# TASK REQUIREMENTS
Which lines in the listing below contain the word "post"? Pull out each of them and copy it unchanged.

## Begin RECORD SET

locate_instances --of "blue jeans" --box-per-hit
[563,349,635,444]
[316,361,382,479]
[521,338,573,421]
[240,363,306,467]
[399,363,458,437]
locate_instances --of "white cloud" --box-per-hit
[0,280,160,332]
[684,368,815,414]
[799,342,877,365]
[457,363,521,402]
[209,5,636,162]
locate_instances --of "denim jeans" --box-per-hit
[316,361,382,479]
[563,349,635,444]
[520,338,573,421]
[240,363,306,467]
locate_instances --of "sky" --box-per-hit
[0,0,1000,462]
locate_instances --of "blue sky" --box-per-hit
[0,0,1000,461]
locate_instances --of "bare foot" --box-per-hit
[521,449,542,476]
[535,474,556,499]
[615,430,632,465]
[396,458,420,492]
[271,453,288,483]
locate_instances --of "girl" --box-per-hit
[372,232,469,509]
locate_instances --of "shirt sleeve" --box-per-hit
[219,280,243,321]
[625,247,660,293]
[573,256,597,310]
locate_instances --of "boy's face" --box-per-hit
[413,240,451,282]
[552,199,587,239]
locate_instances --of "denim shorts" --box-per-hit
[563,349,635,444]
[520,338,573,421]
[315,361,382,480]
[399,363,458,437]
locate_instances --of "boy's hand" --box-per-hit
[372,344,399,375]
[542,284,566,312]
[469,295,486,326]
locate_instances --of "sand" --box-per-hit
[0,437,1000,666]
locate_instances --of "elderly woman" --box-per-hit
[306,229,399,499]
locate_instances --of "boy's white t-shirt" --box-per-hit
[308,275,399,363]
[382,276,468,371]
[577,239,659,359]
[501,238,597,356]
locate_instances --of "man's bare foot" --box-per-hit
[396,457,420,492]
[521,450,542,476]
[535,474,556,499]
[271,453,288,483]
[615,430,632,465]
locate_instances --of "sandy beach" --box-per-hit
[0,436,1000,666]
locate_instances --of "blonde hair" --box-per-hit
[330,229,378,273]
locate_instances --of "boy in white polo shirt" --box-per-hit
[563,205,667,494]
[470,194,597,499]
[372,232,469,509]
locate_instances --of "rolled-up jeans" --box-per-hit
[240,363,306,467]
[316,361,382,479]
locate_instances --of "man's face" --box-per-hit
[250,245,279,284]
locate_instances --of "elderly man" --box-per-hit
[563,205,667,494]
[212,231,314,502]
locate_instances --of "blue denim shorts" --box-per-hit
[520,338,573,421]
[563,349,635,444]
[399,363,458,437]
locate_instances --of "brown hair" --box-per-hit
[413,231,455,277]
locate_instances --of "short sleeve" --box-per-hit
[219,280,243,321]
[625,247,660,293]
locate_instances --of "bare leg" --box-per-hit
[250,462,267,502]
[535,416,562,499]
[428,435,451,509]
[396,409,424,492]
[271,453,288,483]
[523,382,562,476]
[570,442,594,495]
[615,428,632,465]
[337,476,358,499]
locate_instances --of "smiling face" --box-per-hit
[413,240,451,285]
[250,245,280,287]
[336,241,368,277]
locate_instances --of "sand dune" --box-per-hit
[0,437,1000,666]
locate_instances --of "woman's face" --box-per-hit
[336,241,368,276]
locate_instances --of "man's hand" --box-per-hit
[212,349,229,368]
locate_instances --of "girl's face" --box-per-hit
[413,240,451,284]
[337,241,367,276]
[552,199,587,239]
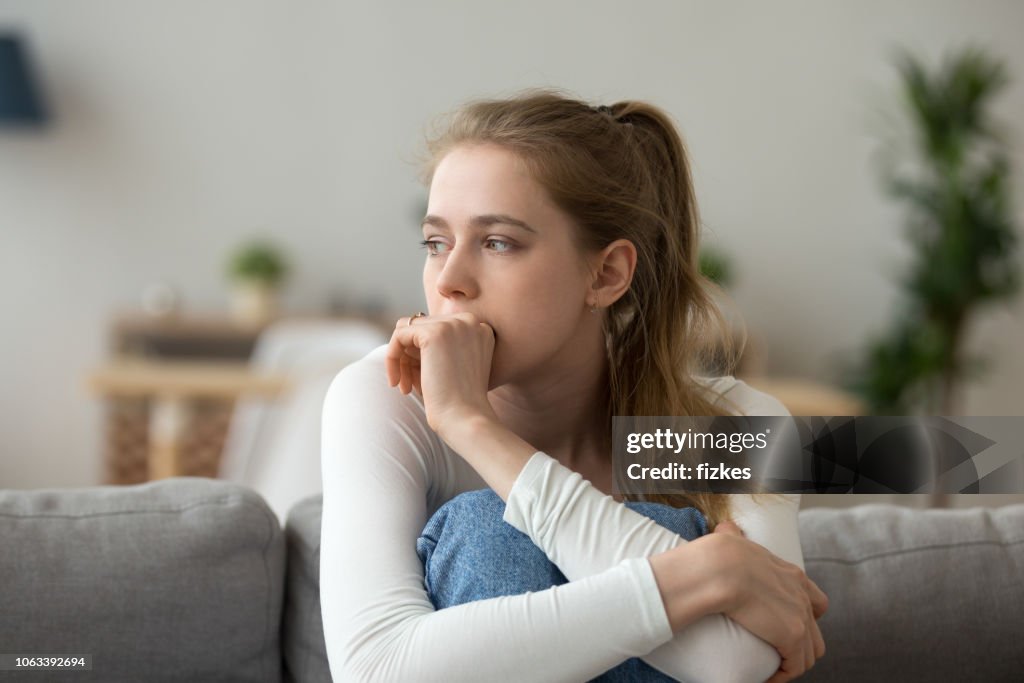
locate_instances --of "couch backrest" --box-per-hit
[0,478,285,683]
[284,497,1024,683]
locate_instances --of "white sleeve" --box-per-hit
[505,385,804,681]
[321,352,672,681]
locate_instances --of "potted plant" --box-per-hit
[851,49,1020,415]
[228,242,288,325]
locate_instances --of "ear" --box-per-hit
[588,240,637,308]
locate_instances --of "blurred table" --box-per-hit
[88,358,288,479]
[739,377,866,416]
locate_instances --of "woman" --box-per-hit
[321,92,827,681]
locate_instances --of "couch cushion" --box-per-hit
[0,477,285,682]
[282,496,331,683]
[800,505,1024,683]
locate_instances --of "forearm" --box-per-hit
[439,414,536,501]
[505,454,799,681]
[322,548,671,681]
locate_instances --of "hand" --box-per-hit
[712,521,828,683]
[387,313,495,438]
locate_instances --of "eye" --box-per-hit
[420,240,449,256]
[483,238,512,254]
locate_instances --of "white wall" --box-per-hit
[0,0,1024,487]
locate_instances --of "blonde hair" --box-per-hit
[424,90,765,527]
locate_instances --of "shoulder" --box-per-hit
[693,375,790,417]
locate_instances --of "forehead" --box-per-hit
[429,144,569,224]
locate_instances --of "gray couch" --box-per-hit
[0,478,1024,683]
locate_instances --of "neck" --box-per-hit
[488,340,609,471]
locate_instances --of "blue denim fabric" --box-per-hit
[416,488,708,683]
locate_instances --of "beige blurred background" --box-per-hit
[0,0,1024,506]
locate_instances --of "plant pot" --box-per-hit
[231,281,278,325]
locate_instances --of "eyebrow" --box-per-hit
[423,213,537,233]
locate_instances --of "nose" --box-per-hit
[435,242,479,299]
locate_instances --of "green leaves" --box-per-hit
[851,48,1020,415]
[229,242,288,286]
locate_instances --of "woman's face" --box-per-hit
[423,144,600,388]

## End RECORD SET
## Begin RECORD SET

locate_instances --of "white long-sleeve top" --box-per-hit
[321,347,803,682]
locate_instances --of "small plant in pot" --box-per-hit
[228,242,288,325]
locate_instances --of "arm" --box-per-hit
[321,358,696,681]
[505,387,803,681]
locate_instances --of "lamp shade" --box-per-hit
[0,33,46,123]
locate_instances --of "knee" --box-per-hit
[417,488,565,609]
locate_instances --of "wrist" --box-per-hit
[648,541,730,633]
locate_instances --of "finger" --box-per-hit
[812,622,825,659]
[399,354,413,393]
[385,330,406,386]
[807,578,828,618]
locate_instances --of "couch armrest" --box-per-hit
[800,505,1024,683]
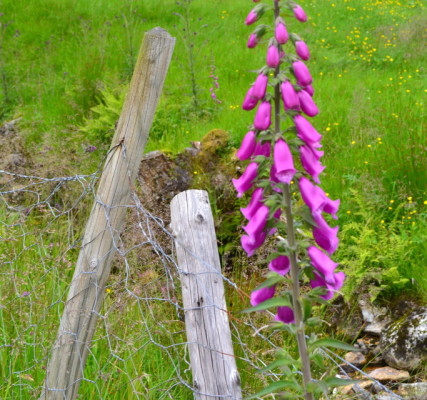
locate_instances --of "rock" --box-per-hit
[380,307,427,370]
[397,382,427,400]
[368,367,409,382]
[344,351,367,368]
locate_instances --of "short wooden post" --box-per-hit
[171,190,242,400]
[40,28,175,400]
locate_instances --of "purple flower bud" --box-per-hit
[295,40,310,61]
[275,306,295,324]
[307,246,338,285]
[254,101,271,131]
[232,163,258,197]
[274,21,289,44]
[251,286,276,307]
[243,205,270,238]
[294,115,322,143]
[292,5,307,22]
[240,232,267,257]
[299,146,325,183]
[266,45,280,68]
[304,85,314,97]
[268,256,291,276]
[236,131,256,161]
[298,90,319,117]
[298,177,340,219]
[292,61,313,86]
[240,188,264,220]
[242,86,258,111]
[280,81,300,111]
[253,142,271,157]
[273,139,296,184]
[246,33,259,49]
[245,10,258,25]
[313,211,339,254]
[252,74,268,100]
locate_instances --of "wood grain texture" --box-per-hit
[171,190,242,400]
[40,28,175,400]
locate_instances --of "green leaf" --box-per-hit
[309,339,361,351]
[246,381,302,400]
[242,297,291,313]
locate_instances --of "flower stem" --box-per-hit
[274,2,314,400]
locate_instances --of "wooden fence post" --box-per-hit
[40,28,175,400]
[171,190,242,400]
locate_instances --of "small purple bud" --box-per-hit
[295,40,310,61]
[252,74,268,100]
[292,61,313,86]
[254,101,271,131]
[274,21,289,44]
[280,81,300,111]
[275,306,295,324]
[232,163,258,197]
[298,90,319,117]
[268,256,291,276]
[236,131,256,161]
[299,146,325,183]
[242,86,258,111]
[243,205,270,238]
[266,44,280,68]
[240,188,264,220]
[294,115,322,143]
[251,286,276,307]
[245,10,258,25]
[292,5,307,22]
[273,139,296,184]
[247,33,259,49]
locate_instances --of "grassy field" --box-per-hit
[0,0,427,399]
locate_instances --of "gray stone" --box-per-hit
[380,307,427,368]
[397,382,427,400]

## End RECORD SET
## Begin RECORD SET

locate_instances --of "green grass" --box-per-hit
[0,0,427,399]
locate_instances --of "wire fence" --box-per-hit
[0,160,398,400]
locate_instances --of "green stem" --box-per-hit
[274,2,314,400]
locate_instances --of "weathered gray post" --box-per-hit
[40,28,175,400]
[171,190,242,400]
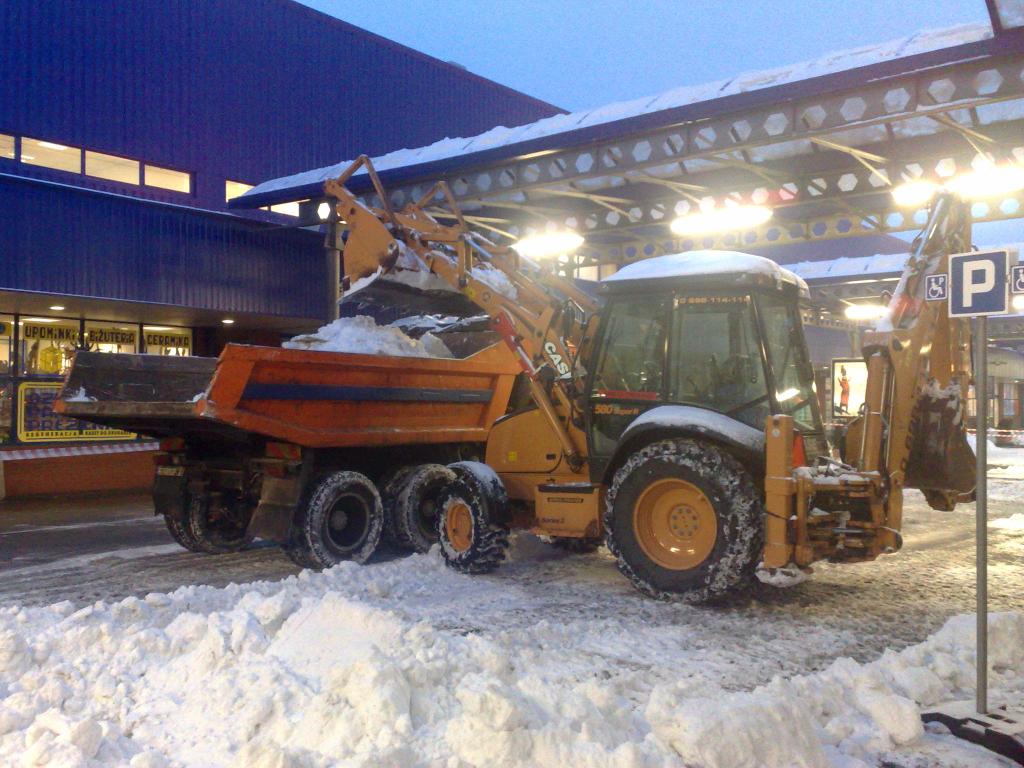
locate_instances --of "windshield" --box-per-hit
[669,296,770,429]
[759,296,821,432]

## End RECORD SET

# EXERCISE ANSWER
locate_instances --of "short wooden post" --box-per-hit
locate_instances --of "wooden fence post" --box-per-hit
locate_instances --of "weathered gray post" --box-per-hit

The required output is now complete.